Questions to answer:
[1] Do these statements agree with the text on wine clarification? For each, answer yes or no and quote the deciding words from the text.
(a) Winemakers have used filtration for about a hundred years.
(b) Today most solids are removed from wine by filtration rather than by settling.
(c) Filtering a wine can remove some of its flavor and color.
[2] Would you extend the text on wine clarification, picking up after its final sentence?

Text block:
┏━━

Before bottling, wines go through a process called clarification. As the name implies, it is intended to make the wine crystal clear and bright. Various things, including yeast cells, malolactic bacteria, bits of grape pulp and proteins can cause the wine to be hazy and these need to be removed. The old fashioned way of doing this was to allow the wine enough time for the solids to settle to the bottom and then to rack the clear wine off the top. This is still how most solids are removed. For roughly a century, winemakers have been using filtration to help with clarification. This involves passing the wine through a pad. Coarse ones have large fibres and only trap the largest particles, fine pads have much smaller, more tightly packed fibres and trap event the tiniest bacterial cell. A wine may need to pass through two or three pad filtrations of increasing tightness to get them to the required clarity. Some wines may only need a course filtration, while others may need a fine filtration for stability reasons. Every filtration is expensive, and invariably pulls out some flavour and colour, so winemakers try to filter as little as possible. For some, refusing to filter is a badge of honour that marks their adherence to traditional methods. To help you understand I'll go through the background of a trio of wines and how I would handle them.

┗━━

Supplied entries:
┏━━

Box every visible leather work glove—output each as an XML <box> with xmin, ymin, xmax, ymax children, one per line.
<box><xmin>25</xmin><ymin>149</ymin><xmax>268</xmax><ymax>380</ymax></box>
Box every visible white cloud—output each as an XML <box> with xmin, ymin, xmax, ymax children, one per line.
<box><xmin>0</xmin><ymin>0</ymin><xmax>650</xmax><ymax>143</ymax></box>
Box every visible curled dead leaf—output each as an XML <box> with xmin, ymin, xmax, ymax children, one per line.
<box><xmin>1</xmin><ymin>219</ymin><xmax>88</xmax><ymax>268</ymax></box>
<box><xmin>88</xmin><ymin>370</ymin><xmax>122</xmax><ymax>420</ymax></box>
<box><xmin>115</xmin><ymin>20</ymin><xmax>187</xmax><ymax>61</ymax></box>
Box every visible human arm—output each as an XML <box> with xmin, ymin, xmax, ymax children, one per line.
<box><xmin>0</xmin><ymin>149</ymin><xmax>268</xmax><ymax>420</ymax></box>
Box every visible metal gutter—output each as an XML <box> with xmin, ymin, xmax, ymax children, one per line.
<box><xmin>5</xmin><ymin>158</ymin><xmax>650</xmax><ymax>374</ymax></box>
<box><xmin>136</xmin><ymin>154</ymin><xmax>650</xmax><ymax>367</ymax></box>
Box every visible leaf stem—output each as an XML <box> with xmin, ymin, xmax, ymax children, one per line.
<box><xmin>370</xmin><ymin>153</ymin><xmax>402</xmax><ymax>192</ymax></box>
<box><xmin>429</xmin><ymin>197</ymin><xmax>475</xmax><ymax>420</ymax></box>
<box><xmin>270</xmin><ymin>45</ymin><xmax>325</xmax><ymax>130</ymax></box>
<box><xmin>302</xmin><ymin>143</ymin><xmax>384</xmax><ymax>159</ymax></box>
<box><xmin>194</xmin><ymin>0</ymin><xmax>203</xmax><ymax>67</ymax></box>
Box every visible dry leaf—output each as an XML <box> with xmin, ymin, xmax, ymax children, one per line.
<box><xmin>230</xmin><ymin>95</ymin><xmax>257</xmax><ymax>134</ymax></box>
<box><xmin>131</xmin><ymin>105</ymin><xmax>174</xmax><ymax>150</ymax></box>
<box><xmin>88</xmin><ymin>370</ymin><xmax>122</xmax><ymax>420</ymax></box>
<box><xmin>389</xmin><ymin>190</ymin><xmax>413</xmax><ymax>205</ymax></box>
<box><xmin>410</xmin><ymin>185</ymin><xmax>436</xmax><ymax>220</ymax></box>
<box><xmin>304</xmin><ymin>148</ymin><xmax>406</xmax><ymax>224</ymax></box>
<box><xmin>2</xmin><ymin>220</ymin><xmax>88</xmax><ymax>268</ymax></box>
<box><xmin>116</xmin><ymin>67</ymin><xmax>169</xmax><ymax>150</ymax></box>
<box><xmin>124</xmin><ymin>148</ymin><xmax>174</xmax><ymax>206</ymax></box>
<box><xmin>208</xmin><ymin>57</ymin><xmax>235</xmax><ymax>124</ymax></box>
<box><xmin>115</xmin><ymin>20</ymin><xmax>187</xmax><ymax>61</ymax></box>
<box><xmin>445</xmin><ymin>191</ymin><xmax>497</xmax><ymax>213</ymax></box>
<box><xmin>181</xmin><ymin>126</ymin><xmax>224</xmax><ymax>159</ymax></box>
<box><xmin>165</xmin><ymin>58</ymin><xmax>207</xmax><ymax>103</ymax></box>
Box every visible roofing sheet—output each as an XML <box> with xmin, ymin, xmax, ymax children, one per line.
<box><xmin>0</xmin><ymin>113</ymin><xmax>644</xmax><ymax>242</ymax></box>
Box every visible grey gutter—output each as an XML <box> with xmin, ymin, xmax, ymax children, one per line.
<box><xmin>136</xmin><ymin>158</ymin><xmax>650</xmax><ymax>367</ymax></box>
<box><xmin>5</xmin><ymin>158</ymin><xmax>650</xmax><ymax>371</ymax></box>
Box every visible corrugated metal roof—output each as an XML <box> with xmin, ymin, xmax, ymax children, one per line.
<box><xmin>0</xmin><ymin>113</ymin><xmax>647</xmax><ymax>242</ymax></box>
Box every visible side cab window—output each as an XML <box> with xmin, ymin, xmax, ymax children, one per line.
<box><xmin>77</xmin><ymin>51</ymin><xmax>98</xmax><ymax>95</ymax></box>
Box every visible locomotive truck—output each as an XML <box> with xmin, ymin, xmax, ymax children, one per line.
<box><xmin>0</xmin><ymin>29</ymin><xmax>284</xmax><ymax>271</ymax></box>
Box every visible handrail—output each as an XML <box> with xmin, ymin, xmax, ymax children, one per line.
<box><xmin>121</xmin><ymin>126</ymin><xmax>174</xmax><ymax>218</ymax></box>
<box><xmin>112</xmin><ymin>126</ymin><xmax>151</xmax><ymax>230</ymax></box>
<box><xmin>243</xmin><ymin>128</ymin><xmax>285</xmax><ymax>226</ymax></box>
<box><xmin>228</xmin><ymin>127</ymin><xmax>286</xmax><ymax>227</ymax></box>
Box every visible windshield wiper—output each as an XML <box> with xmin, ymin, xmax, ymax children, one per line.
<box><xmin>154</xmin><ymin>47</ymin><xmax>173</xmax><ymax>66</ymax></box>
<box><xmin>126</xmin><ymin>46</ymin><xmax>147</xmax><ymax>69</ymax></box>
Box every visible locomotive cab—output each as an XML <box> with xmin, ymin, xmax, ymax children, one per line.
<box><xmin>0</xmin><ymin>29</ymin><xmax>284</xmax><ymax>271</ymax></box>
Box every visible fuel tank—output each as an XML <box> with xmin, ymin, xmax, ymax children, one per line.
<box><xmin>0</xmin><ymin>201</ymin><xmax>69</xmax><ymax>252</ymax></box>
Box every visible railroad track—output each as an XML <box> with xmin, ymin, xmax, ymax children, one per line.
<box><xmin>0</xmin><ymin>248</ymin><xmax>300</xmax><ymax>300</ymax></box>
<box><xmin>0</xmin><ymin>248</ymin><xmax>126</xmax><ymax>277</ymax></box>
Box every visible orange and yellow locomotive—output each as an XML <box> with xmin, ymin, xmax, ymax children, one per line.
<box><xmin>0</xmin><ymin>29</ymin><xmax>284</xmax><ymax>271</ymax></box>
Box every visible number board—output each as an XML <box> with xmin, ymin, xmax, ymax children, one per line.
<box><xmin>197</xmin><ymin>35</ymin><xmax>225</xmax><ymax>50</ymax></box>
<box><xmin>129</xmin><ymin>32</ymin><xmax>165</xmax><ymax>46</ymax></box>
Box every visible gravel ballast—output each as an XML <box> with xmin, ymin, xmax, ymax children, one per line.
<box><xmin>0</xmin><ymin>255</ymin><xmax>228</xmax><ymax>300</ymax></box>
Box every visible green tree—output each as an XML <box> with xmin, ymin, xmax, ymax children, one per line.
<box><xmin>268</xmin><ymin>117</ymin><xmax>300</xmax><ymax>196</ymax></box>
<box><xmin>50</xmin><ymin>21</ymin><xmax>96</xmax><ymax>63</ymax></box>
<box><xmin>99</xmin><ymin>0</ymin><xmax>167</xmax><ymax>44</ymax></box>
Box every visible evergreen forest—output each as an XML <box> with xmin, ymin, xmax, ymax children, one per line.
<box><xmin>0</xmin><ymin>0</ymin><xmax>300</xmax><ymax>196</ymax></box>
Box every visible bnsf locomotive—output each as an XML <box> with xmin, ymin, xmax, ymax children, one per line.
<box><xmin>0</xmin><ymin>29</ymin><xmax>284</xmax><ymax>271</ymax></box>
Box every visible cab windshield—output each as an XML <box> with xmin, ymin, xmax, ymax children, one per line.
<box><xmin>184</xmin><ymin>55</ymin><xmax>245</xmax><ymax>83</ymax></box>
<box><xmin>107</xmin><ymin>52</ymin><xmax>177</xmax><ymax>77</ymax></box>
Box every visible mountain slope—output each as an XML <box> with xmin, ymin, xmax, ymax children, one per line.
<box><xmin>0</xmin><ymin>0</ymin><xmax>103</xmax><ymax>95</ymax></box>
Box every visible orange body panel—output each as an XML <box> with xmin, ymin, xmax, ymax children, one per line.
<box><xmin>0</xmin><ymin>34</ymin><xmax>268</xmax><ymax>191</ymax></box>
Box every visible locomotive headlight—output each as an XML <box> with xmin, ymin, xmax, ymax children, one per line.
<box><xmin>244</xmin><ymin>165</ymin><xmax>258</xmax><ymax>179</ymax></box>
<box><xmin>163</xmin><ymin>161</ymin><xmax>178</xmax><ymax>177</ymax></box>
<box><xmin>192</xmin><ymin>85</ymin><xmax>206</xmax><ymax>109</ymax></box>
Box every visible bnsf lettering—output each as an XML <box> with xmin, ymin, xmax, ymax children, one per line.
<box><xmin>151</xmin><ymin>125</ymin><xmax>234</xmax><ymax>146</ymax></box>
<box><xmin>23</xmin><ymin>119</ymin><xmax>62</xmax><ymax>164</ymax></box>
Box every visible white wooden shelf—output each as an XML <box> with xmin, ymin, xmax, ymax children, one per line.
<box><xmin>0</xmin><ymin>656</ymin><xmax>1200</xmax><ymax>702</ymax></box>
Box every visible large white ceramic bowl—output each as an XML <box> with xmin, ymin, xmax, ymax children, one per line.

┗━━

Exercise results:
[1]
(a) Yes: "For roughly a century, winemakers have been using filtration to help with clarification."
(b) No: "This is still how most solids are removed." This refers to letting the solids settle and racking the clear wine off the top.
(c) Yes: "Every filtration is expensive, and invariably pulls out some flavour and colour"

[2]
1. Traditional barrel aged Shiraz - Course Filtration. The wine has spent two years in barrel and has been racked off solids a couple of times over that period. It is already crystal clear and is sound. It has no malic acid and no sugar, so no food for bugs. Some solids may be stirred up the last time it is pumped out of barrel, so it only requires a course filtration (or ideally none at all) to leave it clear and bright.
2. Modern off-dry Chenin Blanc - Sterile filtration. This wine is made quickly to preserve fruit freshness. This means that there is not time for the wine to fall clear of its own accord. Also, for stylistic reasons it has residual sugar and has not gone through malolactic fermentation. Hence, it has food for yeast and bacteria respectively. It needs to have every single yeast and bacteria cell removed by sterile filtration or the wine may start to ferment in the bottle - with explosive results! Now for the curly one...
3. Big and gusty Durif - Sterile filtration. A very big, super-ripe style, that has spent a couple of years in new oak. Although the wine has been made in the same way as the Shiraz, there is a fine distinction. Being super-ripe there may well be a tiny bit of sugar left in the wine that the yeast were unable to finish off. Also, there will be some sugars leached out of the wood of the new barrels. This tiny bit of sugar can be food for a spoilage yeast called Brettanomyces, which leaves the wine smelling horsey or of Band-Aid. Even if the wine is fine at the time of bottling, Brett can get to work in the bottle if it is not removed by sterile filtration.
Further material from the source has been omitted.